- _INFORMATION SUPPLIED_
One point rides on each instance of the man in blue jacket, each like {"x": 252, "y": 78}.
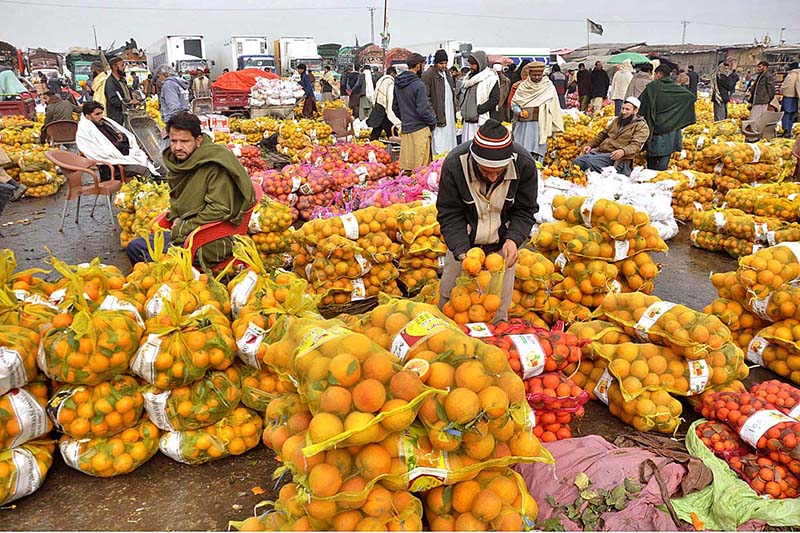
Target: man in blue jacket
{"x": 417, "y": 120}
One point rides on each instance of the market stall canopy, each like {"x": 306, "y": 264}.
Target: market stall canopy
{"x": 635, "y": 58}
{"x": 241, "y": 80}
{"x": 9, "y": 84}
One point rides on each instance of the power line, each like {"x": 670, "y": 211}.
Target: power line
{"x": 192, "y": 9}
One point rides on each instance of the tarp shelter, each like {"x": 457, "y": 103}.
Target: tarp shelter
{"x": 241, "y": 80}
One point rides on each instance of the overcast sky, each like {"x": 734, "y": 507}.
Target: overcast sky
{"x": 542, "y": 23}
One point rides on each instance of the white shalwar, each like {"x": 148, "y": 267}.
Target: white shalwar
{"x": 527, "y": 134}
{"x": 444, "y": 138}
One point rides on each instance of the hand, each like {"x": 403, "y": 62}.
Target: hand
{"x": 510, "y": 253}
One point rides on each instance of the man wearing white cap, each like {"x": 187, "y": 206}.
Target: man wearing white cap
{"x": 618, "y": 143}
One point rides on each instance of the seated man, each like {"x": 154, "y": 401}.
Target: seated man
{"x": 102, "y": 139}
{"x": 207, "y": 183}
{"x": 618, "y": 143}
{"x": 58, "y": 109}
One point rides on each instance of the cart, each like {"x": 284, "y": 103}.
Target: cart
{"x": 147, "y": 133}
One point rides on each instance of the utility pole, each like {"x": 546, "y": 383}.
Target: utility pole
{"x": 372, "y": 24}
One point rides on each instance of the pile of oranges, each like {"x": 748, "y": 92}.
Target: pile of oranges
{"x": 476, "y": 296}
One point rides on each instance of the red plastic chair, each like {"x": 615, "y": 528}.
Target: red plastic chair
{"x": 74, "y": 167}
{"x": 213, "y": 231}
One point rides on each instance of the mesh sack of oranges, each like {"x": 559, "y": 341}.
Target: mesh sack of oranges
{"x": 476, "y": 296}
{"x": 23, "y": 469}
{"x": 771, "y": 355}
{"x": 177, "y": 349}
{"x": 259, "y": 387}
{"x": 782, "y": 395}
{"x": 615, "y": 221}
{"x": 579, "y": 241}
{"x": 768, "y": 478}
{"x": 23, "y": 415}
{"x": 353, "y": 509}
{"x": 493, "y": 501}
{"x": 112, "y": 456}
{"x": 194, "y": 406}
{"x": 192, "y": 293}
{"x": 100, "y": 411}
{"x": 689, "y": 333}
{"x": 758, "y": 422}
{"x": 18, "y": 350}
{"x": 766, "y": 270}
{"x": 555, "y": 392}
{"x": 90, "y": 344}
{"x": 640, "y": 367}
{"x": 234, "y": 434}
{"x": 355, "y": 390}
{"x": 721, "y": 440}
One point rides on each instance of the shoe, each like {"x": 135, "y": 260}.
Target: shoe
{"x": 19, "y": 192}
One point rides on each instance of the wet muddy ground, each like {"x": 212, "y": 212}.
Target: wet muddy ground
{"x": 165, "y": 495}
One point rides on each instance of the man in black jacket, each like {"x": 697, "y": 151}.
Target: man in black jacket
{"x": 487, "y": 199}
{"x": 600, "y": 82}
{"x": 117, "y": 92}
{"x": 417, "y": 120}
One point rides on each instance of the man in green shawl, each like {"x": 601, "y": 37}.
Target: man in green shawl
{"x": 207, "y": 183}
{"x": 667, "y": 107}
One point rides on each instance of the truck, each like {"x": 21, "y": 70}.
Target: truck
{"x": 184, "y": 53}
{"x": 11, "y": 57}
{"x": 290, "y": 51}
{"x": 45, "y": 61}
{"x": 79, "y": 62}
{"x": 242, "y": 52}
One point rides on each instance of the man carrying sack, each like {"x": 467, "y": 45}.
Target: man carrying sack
{"x": 487, "y": 198}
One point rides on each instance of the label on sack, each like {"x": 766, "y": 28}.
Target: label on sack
{"x": 621, "y": 250}
{"x": 421, "y": 327}
{"x": 249, "y": 343}
{"x": 242, "y": 291}
{"x": 155, "y": 304}
{"x": 759, "y": 423}
{"x": 531, "y": 354}
{"x": 359, "y": 290}
{"x": 28, "y": 477}
{"x": 55, "y": 404}
{"x": 479, "y": 330}
{"x": 155, "y": 403}
{"x": 603, "y": 384}
{"x": 12, "y": 370}
{"x": 31, "y": 416}
{"x": 756, "y": 152}
{"x": 699, "y": 373}
{"x": 755, "y": 350}
{"x": 112, "y": 303}
{"x": 586, "y": 211}
{"x": 650, "y": 317}
{"x": 170, "y": 445}
{"x": 143, "y": 365}
{"x": 350, "y": 223}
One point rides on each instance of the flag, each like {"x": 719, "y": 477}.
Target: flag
{"x": 593, "y": 27}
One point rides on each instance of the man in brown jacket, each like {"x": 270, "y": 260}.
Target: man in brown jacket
{"x": 618, "y": 143}
{"x": 440, "y": 86}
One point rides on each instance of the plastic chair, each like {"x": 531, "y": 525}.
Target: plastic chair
{"x": 74, "y": 167}
{"x": 60, "y": 132}
{"x": 340, "y": 121}
{"x": 763, "y": 127}
{"x": 212, "y": 231}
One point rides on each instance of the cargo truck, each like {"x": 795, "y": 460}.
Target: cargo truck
{"x": 184, "y": 53}
{"x": 238, "y": 53}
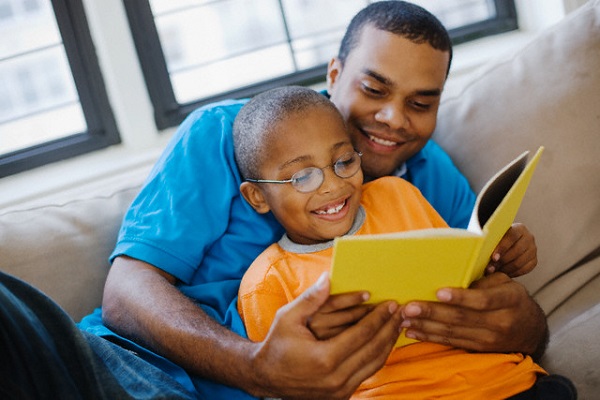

- _INSTRUCTIONS FOR THE TASK_
Each record above goes into the copy unchanged; the pictures do not.

- _RESPONSE TO THE EXERCISE_
One point rides on each instance of the man in blue jacket, each like {"x": 252, "y": 78}.
Target: man in blue jacket
{"x": 417, "y": 120}
One point rides on each instance of the market stall canopy, each like {"x": 306, "y": 264}.
Target: market stall canopy
{"x": 635, "y": 58}
{"x": 241, "y": 80}
{"x": 9, "y": 84}
One point rides on each instance of the power line, each like {"x": 670, "y": 211}.
Target: power line
{"x": 192, "y": 9}
One point rides on each instance of the tarp shelter, each like {"x": 457, "y": 103}.
Target: tarp shelter
{"x": 241, "y": 80}
One point rides on each instance of the overcast sky, each like {"x": 734, "y": 507}.
Target: overcast sky
{"x": 542, "y": 23}
One point rides on each instance of the white shalwar, each like {"x": 148, "y": 267}.
Target: white shalwar
{"x": 527, "y": 134}
{"x": 444, "y": 138}
One point rides on each instance of the hand, each like {"x": 403, "y": 62}.
Target: hand
{"x": 510, "y": 253}
One point rides on each instance of the man wearing white cap, each like {"x": 187, "y": 206}.
Target: man wearing white cap
{"x": 618, "y": 143}
One point rides on each instance of the seated man, each like {"x": 154, "y": 401}.
Target: seated man
{"x": 102, "y": 139}
{"x": 207, "y": 183}
{"x": 618, "y": 143}
{"x": 58, "y": 109}
One point rides on each instance of the cart, each like {"x": 284, "y": 103}.
Target: cart
{"x": 147, "y": 133}
One point rides on each instance of the utility pole, each like {"x": 546, "y": 383}.
Target: utility pole
{"x": 372, "y": 24}
One point rides on each instance of the pile of oranges, each like {"x": 748, "y": 92}.
Target: pile of oranges
{"x": 476, "y": 296}
One point rides on each instance of the red plastic chair, each like {"x": 615, "y": 528}.
Target: red plastic chair
{"x": 74, "y": 167}
{"x": 213, "y": 231}
One point rides on each instance of the mesh sack of oranges, each like {"x": 559, "y": 341}.
Target: mesh sack of oranges
{"x": 476, "y": 296}
{"x": 23, "y": 469}
{"x": 771, "y": 355}
{"x": 177, "y": 349}
{"x": 259, "y": 387}
{"x": 782, "y": 395}
{"x": 615, "y": 221}
{"x": 579, "y": 241}
{"x": 768, "y": 478}
{"x": 23, "y": 415}
{"x": 353, "y": 509}
{"x": 493, "y": 501}
{"x": 112, "y": 456}
{"x": 194, "y": 406}
{"x": 192, "y": 293}
{"x": 100, "y": 411}
{"x": 689, "y": 333}
{"x": 758, "y": 422}
{"x": 18, "y": 350}
{"x": 766, "y": 270}
{"x": 555, "y": 392}
{"x": 90, "y": 344}
{"x": 640, "y": 367}
{"x": 234, "y": 434}
{"x": 355, "y": 390}
{"x": 721, "y": 440}
One point rides on each instance of the shoe, each like {"x": 135, "y": 260}.
Target: shoe
{"x": 19, "y": 192}
One point rides on each instance of the wet muddy ground, each like {"x": 212, "y": 212}.
Target: wet muddy ground
{"x": 165, "y": 495}
One point rides on each instance of the man in black jacket, each like {"x": 697, "y": 151}.
Target: man in black jacket
{"x": 487, "y": 199}
{"x": 600, "y": 82}
{"x": 117, "y": 92}
{"x": 417, "y": 120}
One point rides on each instance of the man in green shawl, each like {"x": 601, "y": 37}.
Target: man in green shawl
{"x": 207, "y": 183}
{"x": 667, "y": 107}
One point rides on each instance of the truck, each like {"x": 21, "y": 70}.
Target: truck
{"x": 184, "y": 53}
{"x": 11, "y": 57}
{"x": 290, "y": 51}
{"x": 45, "y": 61}
{"x": 79, "y": 62}
{"x": 242, "y": 52}
One point rides on each instance of the man carrying sack, each like {"x": 467, "y": 45}.
Target: man carrying sack
{"x": 487, "y": 198}
One point rides on each instance of the label on sack, each like {"x": 766, "y": 28}.
Target: label on sack
{"x": 621, "y": 250}
{"x": 421, "y": 327}
{"x": 249, "y": 343}
{"x": 242, "y": 291}
{"x": 155, "y": 304}
{"x": 759, "y": 423}
{"x": 531, "y": 354}
{"x": 359, "y": 290}
{"x": 28, "y": 477}
{"x": 55, "y": 404}
{"x": 479, "y": 330}
{"x": 155, "y": 403}
{"x": 603, "y": 384}
{"x": 12, "y": 370}
{"x": 31, "y": 416}
{"x": 756, "y": 152}
{"x": 699, "y": 373}
{"x": 755, "y": 350}
{"x": 112, "y": 303}
{"x": 586, "y": 211}
{"x": 650, "y": 317}
{"x": 170, "y": 445}
{"x": 143, "y": 365}
{"x": 350, "y": 223}
One point rides on each instance of the flag, each like {"x": 719, "y": 477}.
Target: flag
{"x": 593, "y": 27}
One point rides on each instance of the man in brown jacket, each like {"x": 270, "y": 260}.
Target: man in brown jacket
{"x": 618, "y": 143}
{"x": 440, "y": 86}
One point rides on each instance of the plastic chair, each like {"x": 531, "y": 525}.
Target: plastic chair
{"x": 74, "y": 167}
{"x": 60, "y": 132}
{"x": 340, "y": 121}
{"x": 763, "y": 127}
{"x": 212, "y": 231}
One point rides on each instance of the cargo truck, each like {"x": 795, "y": 460}.
Target: cargo truck
{"x": 184, "y": 53}
{"x": 238, "y": 53}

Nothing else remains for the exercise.